--- INFORMATION PROVIDED Enclosed Below ---

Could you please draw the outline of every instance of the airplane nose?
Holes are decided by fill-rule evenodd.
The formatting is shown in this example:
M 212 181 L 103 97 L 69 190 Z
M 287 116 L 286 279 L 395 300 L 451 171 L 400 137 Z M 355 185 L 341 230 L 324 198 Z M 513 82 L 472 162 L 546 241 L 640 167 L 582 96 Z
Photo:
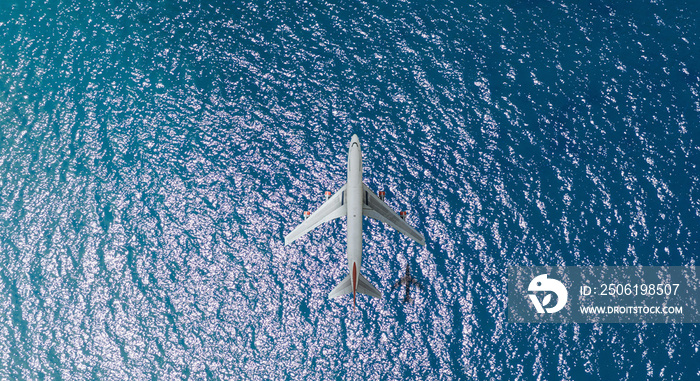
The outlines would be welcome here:
M 352 139 L 350 139 L 350 147 L 352 147 L 353 143 L 357 143 L 357 145 L 360 145 L 360 138 L 357 137 L 357 134 L 354 134 L 352 136 Z

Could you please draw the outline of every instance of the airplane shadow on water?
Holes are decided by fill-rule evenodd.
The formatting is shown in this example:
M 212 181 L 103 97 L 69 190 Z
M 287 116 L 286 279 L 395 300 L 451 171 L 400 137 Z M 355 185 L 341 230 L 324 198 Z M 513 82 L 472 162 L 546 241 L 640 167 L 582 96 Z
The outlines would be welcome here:
M 403 298 L 404 303 L 413 303 L 414 301 L 413 298 L 411 298 L 411 286 L 416 286 L 420 290 L 423 289 L 423 285 L 420 282 L 418 282 L 416 278 L 411 276 L 411 268 L 408 264 L 406 264 L 406 272 L 404 276 L 402 276 L 398 282 L 394 283 L 393 289 L 396 290 L 401 286 L 405 286 L 406 290 Z

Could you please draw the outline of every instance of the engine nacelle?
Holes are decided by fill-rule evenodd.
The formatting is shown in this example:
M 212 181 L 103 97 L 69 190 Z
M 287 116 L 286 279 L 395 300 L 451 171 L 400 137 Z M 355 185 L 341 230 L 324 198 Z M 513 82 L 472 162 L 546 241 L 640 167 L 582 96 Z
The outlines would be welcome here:
M 304 212 L 304 219 L 309 218 L 310 215 L 311 215 L 311 212 L 309 212 L 309 211 L 307 210 L 306 212 Z
M 408 212 L 405 210 L 402 210 L 401 213 L 399 213 L 399 215 L 401 216 L 401 219 L 406 221 L 406 216 L 408 215 Z
M 332 195 L 333 195 L 333 193 L 331 193 L 331 191 L 326 191 L 326 193 L 325 193 L 326 200 L 328 200 L 329 198 L 331 198 Z
M 382 201 L 384 201 L 385 198 L 386 198 L 386 192 L 384 192 L 384 191 L 379 191 L 379 199 L 382 200 Z

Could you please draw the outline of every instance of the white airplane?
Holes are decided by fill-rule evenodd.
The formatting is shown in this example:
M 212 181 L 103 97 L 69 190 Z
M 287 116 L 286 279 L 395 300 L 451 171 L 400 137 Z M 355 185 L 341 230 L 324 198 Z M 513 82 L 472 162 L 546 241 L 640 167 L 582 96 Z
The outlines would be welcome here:
M 348 180 L 333 196 L 328 198 L 329 196 L 330 192 L 326 192 L 326 202 L 313 214 L 304 213 L 306 219 L 284 237 L 284 243 L 289 245 L 322 223 L 347 216 L 349 274 L 328 294 L 328 297 L 337 298 L 352 292 L 354 309 L 356 292 L 378 299 L 382 297 L 382 293 L 360 274 L 362 268 L 362 216 L 381 221 L 423 246 L 425 246 L 425 238 L 406 223 L 406 212 L 401 212 L 401 216 L 399 216 L 384 202 L 384 192 L 379 192 L 379 196 L 377 196 L 362 182 L 362 150 L 357 135 L 353 135 L 350 140 Z

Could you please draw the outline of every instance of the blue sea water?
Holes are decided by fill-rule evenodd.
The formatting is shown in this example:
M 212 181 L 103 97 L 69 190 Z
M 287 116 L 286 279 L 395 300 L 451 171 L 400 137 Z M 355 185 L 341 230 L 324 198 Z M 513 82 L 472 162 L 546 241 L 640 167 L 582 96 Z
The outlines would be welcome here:
M 696 1 L 5 1 L 0 379 L 692 380 L 694 324 L 509 324 L 518 265 L 698 265 Z M 284 246 L 347 144 L 381 300 Z M 392 291 L 406 264 L 414 304 Z

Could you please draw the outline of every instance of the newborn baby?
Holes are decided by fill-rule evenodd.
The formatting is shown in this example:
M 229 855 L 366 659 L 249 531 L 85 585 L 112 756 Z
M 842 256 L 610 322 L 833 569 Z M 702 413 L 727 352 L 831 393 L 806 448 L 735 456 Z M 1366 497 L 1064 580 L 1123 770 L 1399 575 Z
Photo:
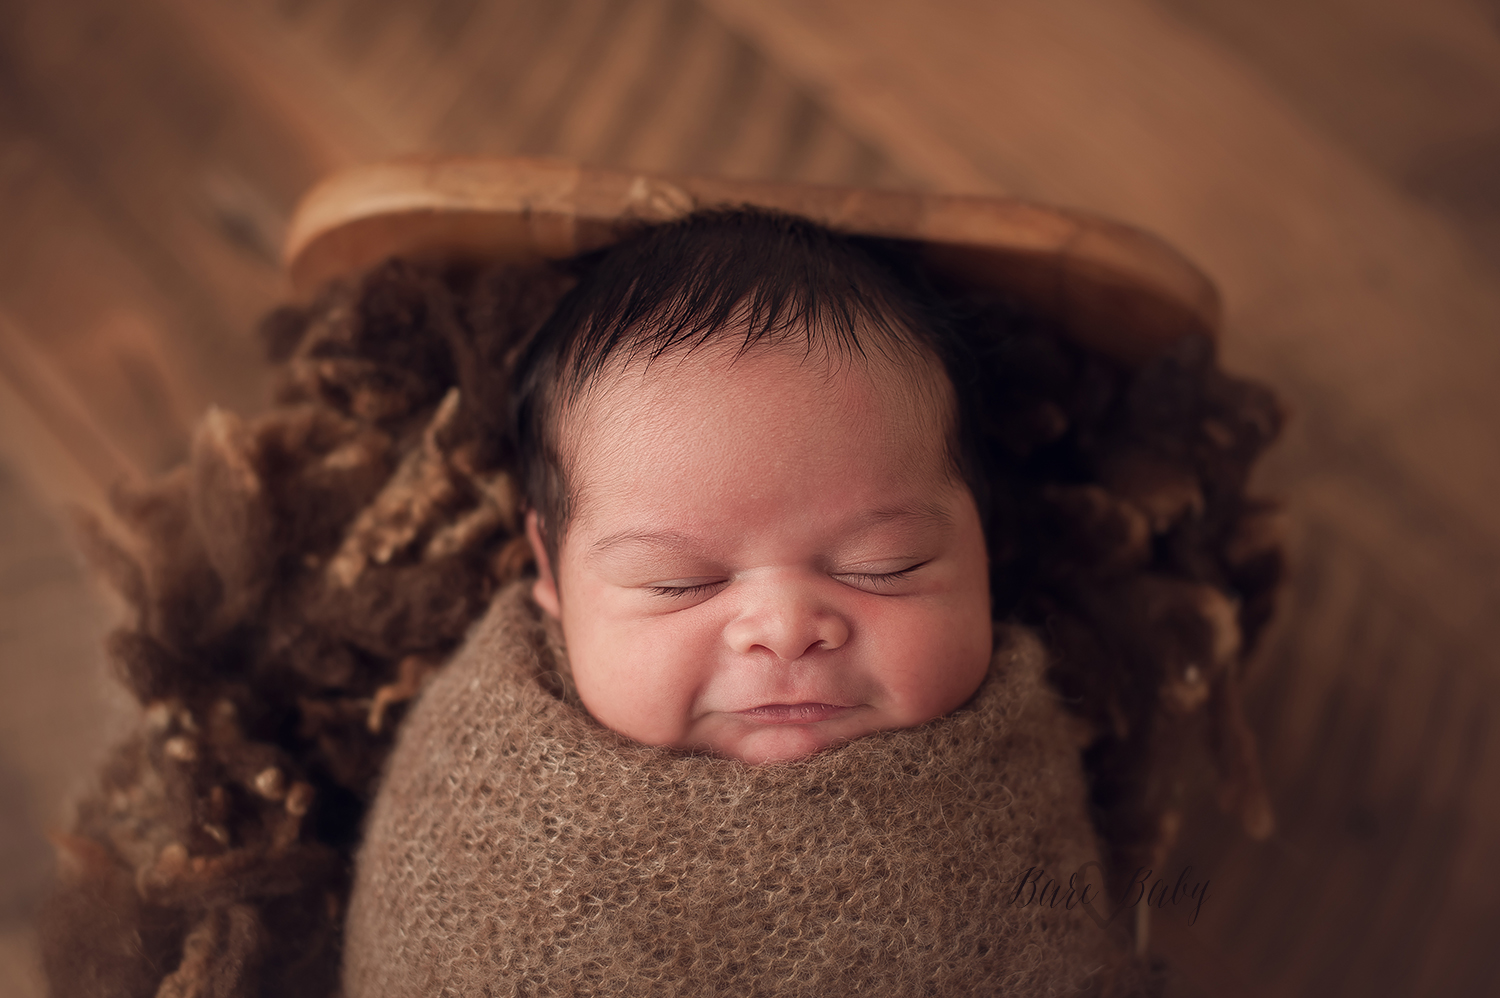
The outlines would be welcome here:
M 403 729 L 350 998 L 1129 993 L 920 282 L 703 213 L 587 261 L 520 371 L 537 577 Z
M 942 344 L 813 230 L 784 237 L 805 256 L 769 261 L 778 284 L 741 288 L 724 250 L 752 223 L 765 240 L 790 224 L 672 234 L 706 243 L 670 247 L 701 254 L 695 285 L 599 275 L 588 297 L 635 297 L 548 331 L 522 425 L 534 593 L 584 707 L 648 745 L 759 763 L 947 714 L 992 648 Z M 695 296 L 711 318 L 687 314 Z

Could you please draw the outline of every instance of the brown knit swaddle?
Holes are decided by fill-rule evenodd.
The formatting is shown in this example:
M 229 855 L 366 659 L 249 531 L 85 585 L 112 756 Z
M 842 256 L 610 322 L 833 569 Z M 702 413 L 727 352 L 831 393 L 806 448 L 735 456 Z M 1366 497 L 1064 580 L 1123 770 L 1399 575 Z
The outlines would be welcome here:
M 1013 903 L 1028 868 L 1066 881 L 1097 851 L 1040 646 L 1002 633 L 963 711 L 753 767 L 557 696 L 511 587 L 394 751 L 346 995 L 1132 993 L 1082 906 Z

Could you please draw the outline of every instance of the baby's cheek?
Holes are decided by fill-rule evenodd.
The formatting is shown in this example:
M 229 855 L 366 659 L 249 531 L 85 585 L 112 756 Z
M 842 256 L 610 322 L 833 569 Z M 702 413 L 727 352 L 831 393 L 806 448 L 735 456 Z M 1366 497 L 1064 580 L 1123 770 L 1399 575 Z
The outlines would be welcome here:
M 701 663 L 691 636 L 661 620 L 595 617 L 587 638 L 569 641 L 574 682 L 585 709 L 607 728 L 647 745 L 687 735 Z
M 949 607 L 908 619 L 887 614 L 876 637 L 902 726 L 923 724 L 963 706 L 989 671 L 992 627 L 988 612 Z

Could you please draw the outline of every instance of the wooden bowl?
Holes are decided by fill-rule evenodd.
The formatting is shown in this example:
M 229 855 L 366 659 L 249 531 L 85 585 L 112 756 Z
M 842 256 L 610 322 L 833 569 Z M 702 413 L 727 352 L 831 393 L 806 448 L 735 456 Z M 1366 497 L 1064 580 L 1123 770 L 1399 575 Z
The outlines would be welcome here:
M 752 204 L 851 235 L 918 243 L 934 277 L 1001 292 L 1079 342 L 1137 363 L 1187 334 L 1214 337 L 1213 283 L 1162 240 L 1014 198 L 666 177 L 509 157 L 353 167 L 309 191 L 287 236 L 307 297 L 391 256 L 534 262 L 606 246 L 632 222 Z

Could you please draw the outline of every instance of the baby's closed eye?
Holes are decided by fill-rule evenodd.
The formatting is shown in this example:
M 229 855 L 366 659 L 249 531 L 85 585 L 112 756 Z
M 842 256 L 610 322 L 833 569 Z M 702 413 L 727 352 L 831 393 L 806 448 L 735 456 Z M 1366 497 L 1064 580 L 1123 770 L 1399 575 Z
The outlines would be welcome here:
M 865 571 L 839 571 L 828 573 L 829 577 L 853 589 L 870 593 L 893 594 L 901 589 L 901 584 L 909 581 L 912 576 L 929 564 L 931 559 L 918 562 L 906 560 L 890 563 L 900 567 L 889 567 L 882 565 L 869 566 Z M 861 566 L 864 567 L 864 566 Z M 643 586 L 652 596 L 663 599 L 686 600 L 699 597 L 711 596 L 733 583 L 728 577 L 700 577 L 670 579 L 661 582 L 653 582 Z
M 690 596 L 707 596 L 729 584 L 728 579 L 673 579 L 646 586 L 653 596 L 668 599 L 686 599 Z
M 931 559 L 929 559 L 930 561 Z M 907 582 L 927 561 L 919 561 L 905 568 L 898 568 L 889 572 L 837 572 L 834 578 L 847 586 L 855 589 L 863 589 L 869 592 L 891 593 L 901 588 L 901 583 Z

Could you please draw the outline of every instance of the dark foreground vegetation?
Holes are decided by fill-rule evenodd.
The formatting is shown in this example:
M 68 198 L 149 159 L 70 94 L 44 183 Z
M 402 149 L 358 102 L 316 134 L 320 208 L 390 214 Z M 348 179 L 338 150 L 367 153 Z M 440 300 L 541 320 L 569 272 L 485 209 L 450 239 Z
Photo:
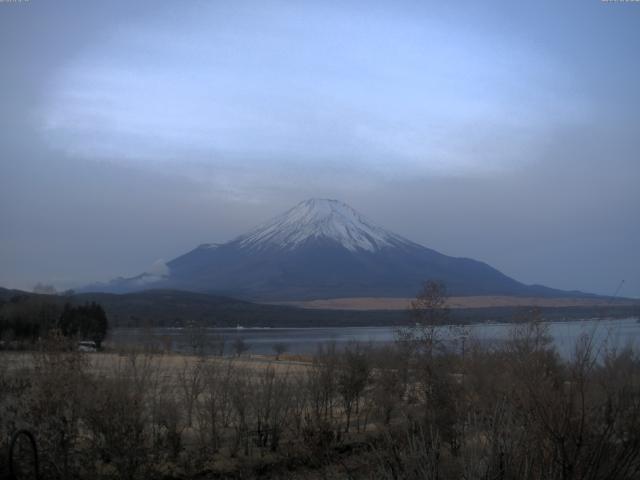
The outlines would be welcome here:
M 439 302 L 418 298 L 392 346 L 308 362 L 85 354 L 51 332 L 0 354 L 2 458 L 26 429 L 52 479 L 638 478 L 636 352 L 584 336 L 562 361 L 535 318 L 497 350 L 462 327 L 445 342 Z

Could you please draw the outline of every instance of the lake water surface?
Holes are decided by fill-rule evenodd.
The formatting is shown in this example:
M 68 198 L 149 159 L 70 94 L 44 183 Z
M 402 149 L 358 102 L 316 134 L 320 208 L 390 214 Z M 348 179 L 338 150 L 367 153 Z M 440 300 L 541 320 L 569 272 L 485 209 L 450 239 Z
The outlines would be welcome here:
M 593 335 L 596 345 L 623 348 L 640 346 L 640 323 L 636 318 L 548 322 L 549 333 L 560 354 L 569 358 L 580 335 Z M 476 324 L 466 327 L 470 335 L 483 343 L 500 344 L 509 338 L 513 324 Z M 352 341 L 382 345 L 395 340 L 397 327 L 310 327 L 310 328 L 206 328 L 200 329 L 198 341 L 213 353 L 224 338 L 225 353 L 232 352 L 238 338 L 249 347 L 249 353 L 273 355 L 273 346 L 284 343 L 289 353 L 314 353 L 318 345 L 335 342 L 338 348 Z M 443 335 L 449 330 L 443 329 Z M 170 348 L 174 352 L 192 350 L 194 331 L 182 328 L 122 328 L 114 329 L 108 339 L 111 346 L 152 345 Z

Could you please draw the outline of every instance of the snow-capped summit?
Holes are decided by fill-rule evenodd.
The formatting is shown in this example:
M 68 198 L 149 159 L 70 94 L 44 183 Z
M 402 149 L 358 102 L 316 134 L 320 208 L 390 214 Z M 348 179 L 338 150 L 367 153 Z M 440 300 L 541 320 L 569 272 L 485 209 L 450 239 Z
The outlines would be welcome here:
M 317 239 L 336 242 L 350 251 L 369 252 L 410 243 L 374 225 L 349 205 L 325 198 L 305 200 L 236 241 L 252 249 L 293 249 Z

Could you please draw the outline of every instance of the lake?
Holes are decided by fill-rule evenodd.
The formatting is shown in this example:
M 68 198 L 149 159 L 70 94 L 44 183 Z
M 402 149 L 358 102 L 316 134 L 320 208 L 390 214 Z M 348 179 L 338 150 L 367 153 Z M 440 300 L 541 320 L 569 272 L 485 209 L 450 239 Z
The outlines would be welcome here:
M 594 335 L 597 345 L 606 341 L 609 347 L 638 347 L 640 323 L 636 318 L 547 322 L 549 333 L 560 354 L 569 358 L 576 339 L 582 334 Z M 470 334 L 486 344 L 500 344 L 509 338 L 513 324 L 484 323 L 468 326 Z M 212 353 L 220 338 L 225 341 L 225 353 L 242 339 L 249 353 L 273 355 L 273 346 L 284 343 L 289 353 L 311 354 L 319 344 L 335 342 L 338 348 L 352 341 L 373 345 L 391 343 L 396 327 L 310 327 L 310 328 L 206 328 L 197 332 L 183 328 L 120 328 L 114 329 L 107 341 L 112 347 L 151 345 L 170 348 L 174 352 L 190 352 L 194 338 Z M 445 333 L 443 333 L 445 334 Z

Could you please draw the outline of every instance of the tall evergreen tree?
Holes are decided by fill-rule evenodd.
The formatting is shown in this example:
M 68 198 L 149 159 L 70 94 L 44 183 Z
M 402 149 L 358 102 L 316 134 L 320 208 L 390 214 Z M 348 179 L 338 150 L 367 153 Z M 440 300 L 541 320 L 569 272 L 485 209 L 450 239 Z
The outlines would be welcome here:
M 58 327 L 63 335 L 92 340 L 100 348 L 107 336 L 109 322 L 102 306 L 95 302 L 78 306 L 67 303 L 60 315 Z

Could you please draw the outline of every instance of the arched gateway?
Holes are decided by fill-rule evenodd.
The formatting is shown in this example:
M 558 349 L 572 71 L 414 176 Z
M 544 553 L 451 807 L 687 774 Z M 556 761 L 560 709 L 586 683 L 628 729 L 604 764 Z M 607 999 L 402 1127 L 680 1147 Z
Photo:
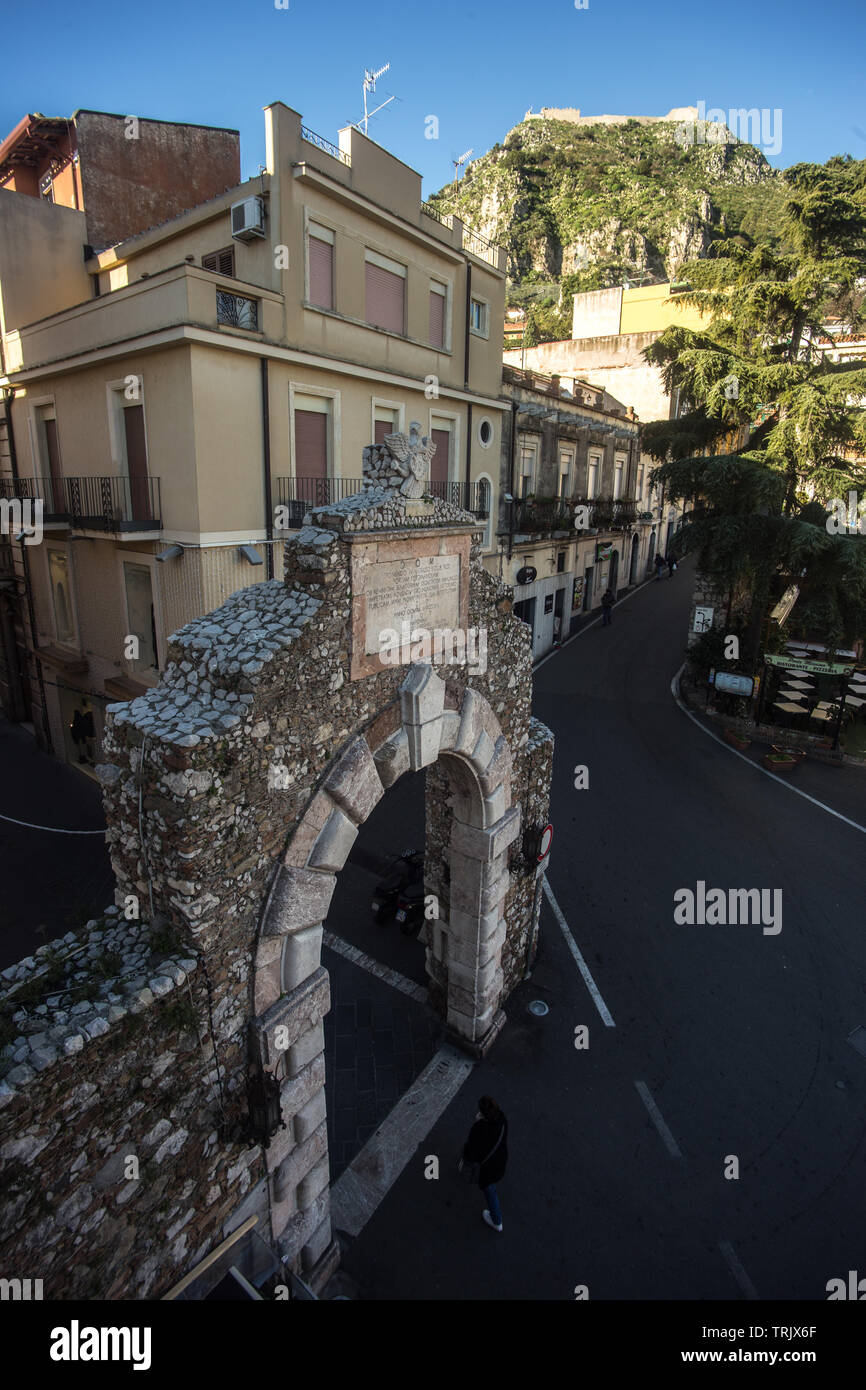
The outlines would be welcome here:
M 176 633 L 163 681 L 113 707 L 107 740 L 118 904 L 152 905 L 207 983 L 228 1112 L 211 1244 L 256 1214 L 314 1285 L 336 1261 L 323 923 L 404 772 L 427 773 L 427 970 L 452 1041 L 491 1045 L 536 934 L 521 843 L 547 818 L 552 737 L 511 591 L 482 568 L 474 518 L 426 495 L 425 446 L 413 428 L 365 451 L 364 491 L 305 518 L 282 582 Z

--- End of Enclosed INFORMATION PROVIDED ---

> **WORK TO COMPLETE**: Where a line above holds the word "lake", copy it.

> **TASK RESULT**:
Could you please draw the outline of every instance of the lake water surface?
Could you please draw the outline of every instance of the lake?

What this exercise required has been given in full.